▶ **Your instructions**: Quote, word for word, the passage of the Atmananda Krishna Menon biography that begins at the words "Śrĩ Atmananda (8" and stops after "the Direct Path.".

▶ **Extract**:

- Born: P. Krishna Menon 8 December 1883 Peringara, Kerala, India
- Died: 14 May 1959 (aged 75) Trivandrum, Kerala
- Occupations: guru and advaita philosopher

= Atmananda Krishna Menon =

Indian philosopher (1883–1959)

Śrĩ Atmananda (8 December 1883 – 14 May 1959), also referred as Sri Atmananda Krishna Menon, was an Indian sage, guru, and philosopher. He has been described by scholars as a "neo-Hindu". His teachings have become a foundation for a spiritual method called the Direct Path.

==Biography==

=== Source materials ===
Nitya Tripta (S. Balakrishna Pillai), one of Menon’s disciples, included a detailed life sketch toward the end of a collection of Menon’s teachings. M.P.B. Nair, whose family became disciples when he was a child, included biographical material in his Rays of the Ultimate. Philip Renard included a biography in his “I” is a Door, a summary of the teachings of Ramana Maharshi, Nisargadatta Maharaj and Menon. N. Narayana Pilliai, Ph.D., included a biographical chapter in a book on Menon’s teachings concerning the direct path and “I”-principle.

===Early life===
He was born as P. Krishna Menon in 1883 at Cherukulathu House, in Peringara, near Tiruvalla, in the state of Travancore, now a part of Kerala.

After studying law, he became a Government Advocate and Inspector and District Superintendent of Police and remained in service until 1939.

===Sadhana and realization===
Meanwhile, his search for a guru led to his day-long meeting with Swami Yogananda (not to be confused with Paramahansa Yogananda) in 1919. In 1923, he assumed the name Sri Atmananda and started teaching Jnana Yoga. After retirement from government service, he resided in his family home, Anandavadi on the river Pampa in Malakara.

He died at Trivandrum (now known as Thiruvananthapuram) in 1959.

▶ **Source data**:
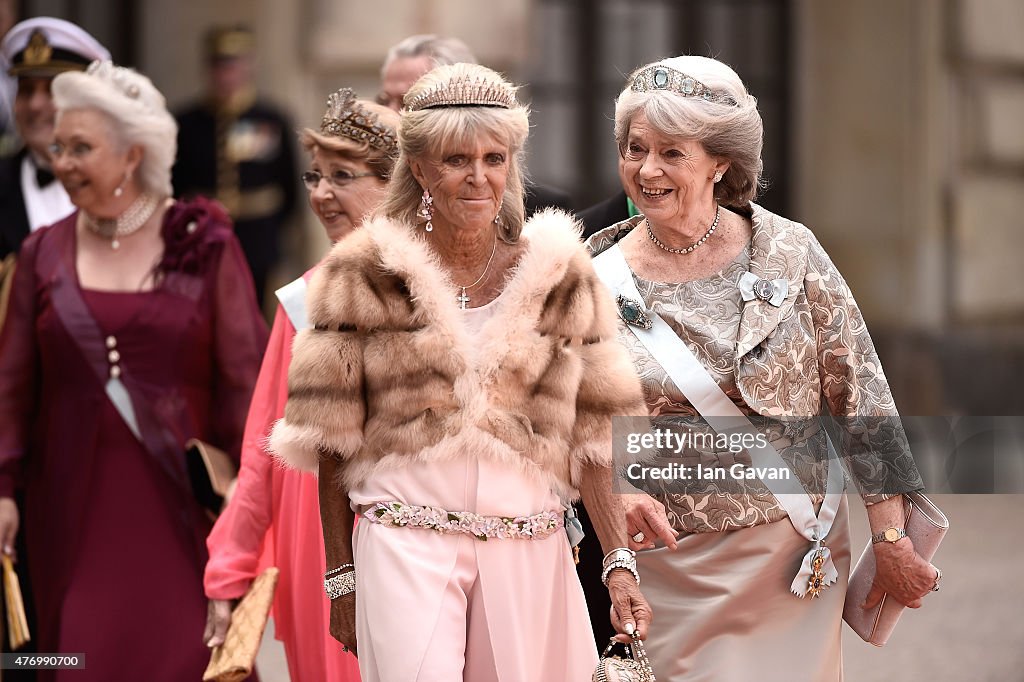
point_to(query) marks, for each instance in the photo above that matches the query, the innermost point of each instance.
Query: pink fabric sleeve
(240, 340)
(237, 538)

▶ **Problem solution**:
Śrĩ Atmananda (8 December 1883 – 14 May 1959), also referred as Sri Atmananda Krishna Menon, was an Indian sage, guru, and philosopher. He has been described by scholars as a "neo-Hindu". His teachings have become a foundation for a spiritual method called the Direct Path.